In particular, it should be understood that, although a substantial portion of the following detailed description is provided in the context of oilfield hydraulic fracturing operations, other oilfield operations such as cementing, gravel packing, etc. can utilize and benefit from the disclosure of the current application as well. All variations that can be readily perceived by people skilled in the art after reviewing the current application should be considered as within the scope of the current application.

As used herein, the term “treatment fluid” should be understood broadly. Treatment fluids include liquid, a solid, a gas, and combinations thereof, as will be appreciated by those skilled in the art. A treatment fluid may take the form of a solution, an emulsion, a slurry, or any other form as will be appreciated by those skilled in the art. In some embodiments, the treatment fluid may contain a carrying medium and a substance that is substantially immiscible therein. The carrying medium may be any matter that is substantially continuous under a given condition. Examples of the carrying medium include, but are not limited to, water, hydrocarbon, gas, liquefied gas, etc. In some embodiments, the carrying medium may optionally include a viscosifying agent. Some non-limiting examples of the carrying medium include hydratable gels (e.g. guars, poly-saccharides, xanthan, diutan, hydroxy-ethyl-cellulose, etc.), a cross-linked hydratable gel, a viscosified acid (e.g. gel-based), an emulsified acid (e.g. oil outer phase), an energized fluid (e.g. an N2 or CO2 based foam), a viscoelastic surfactant (VES) viscosified fluid, and an oil-based fluid including a gelled, foamed, or otherwise viscosified oil. Additionally, the carrier medium may be a brine, and/or may include a brine. The substantially immiscible substance can be any matter that only dissolves or otherwise becomes a constituent portion of the carrying fluid under a given condition for less than 10%, sometimes less than 20%, of the weight of substance when it is not in contact of the carrying medium. Examples of substantially immiscible substance include, but are not limited to, proppant, salt, emulsified hydrocarbon droplets, etc.

------------------------

* **Short exercise 1**: Extract the part of the treatment fluid passage from "In particular, it" to "the current application.", copying it word for word.
* **Short exercise 2**: In the treatment fluid passage, which two gases are given as the basis for an energized fluid foam?
* **Short exercise 3**: Carry on the treatment fluid passage, starting right after its last sentence.

Records from a data collection:
------------------------

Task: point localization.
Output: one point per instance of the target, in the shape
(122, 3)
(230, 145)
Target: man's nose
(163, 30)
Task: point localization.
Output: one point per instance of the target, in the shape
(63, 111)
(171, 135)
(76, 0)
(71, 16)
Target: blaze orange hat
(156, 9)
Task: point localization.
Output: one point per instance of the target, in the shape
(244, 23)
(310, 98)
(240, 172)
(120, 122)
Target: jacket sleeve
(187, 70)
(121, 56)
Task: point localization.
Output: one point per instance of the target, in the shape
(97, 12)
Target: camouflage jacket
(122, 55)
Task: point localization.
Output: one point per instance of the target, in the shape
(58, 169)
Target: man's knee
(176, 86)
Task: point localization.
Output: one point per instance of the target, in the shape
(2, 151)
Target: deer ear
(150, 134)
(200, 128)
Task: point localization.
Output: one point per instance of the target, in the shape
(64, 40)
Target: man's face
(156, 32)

------------------------

* **Task result 1**:
In particular, it should be understood that, although a substantial portion of the following detailed description is provided in the context of oilfield hydraulic fracturing operations, other oilfield operations such as cementing, gravel packing, etc. can utilize and benefit from the disclosure of the current application as well. All variations that can be readily perceived by people skilled in the art after reviewing the current application should be considered as within the scope of the current application.

* **Task result 2**: N2 or CO2.

* **Task result 3**:
As used herein, the term “pump-ready” should be understood broadly. In certain embodiments, a pump-ready treatment fluid means the treatment fluid is fully prepared and can be pumped downhole without being further processed. In some other embodiments, the pump-ready treatment fluid means the fluid is substantially ready to be pumped downhole except that a further dilution may be needed before pumping or one or more minor additives need to be added before the fluid is pumped downhole. In such an event, the pump-ready treatment fluid may also be called a pump-ready treatment fluid precursor. In some further embodiments, the pump-ready treatment fluid may be a fluid that is substantially ready to be pumped downhole except that certain incidental procedures are applied to the treatment fluid before pumping, such as low-speed agitation, heating or cooling under exceptionally cold or hot climate, etc.

In certain embodiments, the pump-ready treatment fluid is a high particle content fluid where the volume fraction of the carrying medium in the pump-ready treatment fluid is less than 60% of the total volume of the pump-ready treatment fluid. Stated in another way, in such embodiments, the volume fraction of the immiscible substance in the pump-ready treatment fluid is equal to or more than 40% of the total volume of the pump-ready treatment fluid. In certain other embodiments, the volume fraction of the carrying medium is less than 50% of the pump-ready treatment fluid, with the immiscible substance making up 50% or more volume fraction of the pump-ready treatment fluid. In certain additional embodiments, the pump-ready treatment fluid has a volume fraction of the carrying medium that is less than 40% and a volume fraction of the immiscible substance that is 60% or more. In certain further embodiments, the pump-ready treatment fluid has a volume fraction of the carrying medium that is less than 30% and a volume fraction of the immiscible substance that is 70% or more. In certain even further embodiments, the pump-ready treatment fluid has a volume fraction of the carrying medium that is less than 20% and a volume fraction of the immiscible substance that is 80% or more. In certain additionally further embodiments, the pump-ready treatment fluid has a volume fraction of the carrying medium that is less than 10% and a volume fraction of the immiscible substance that is 90% or more.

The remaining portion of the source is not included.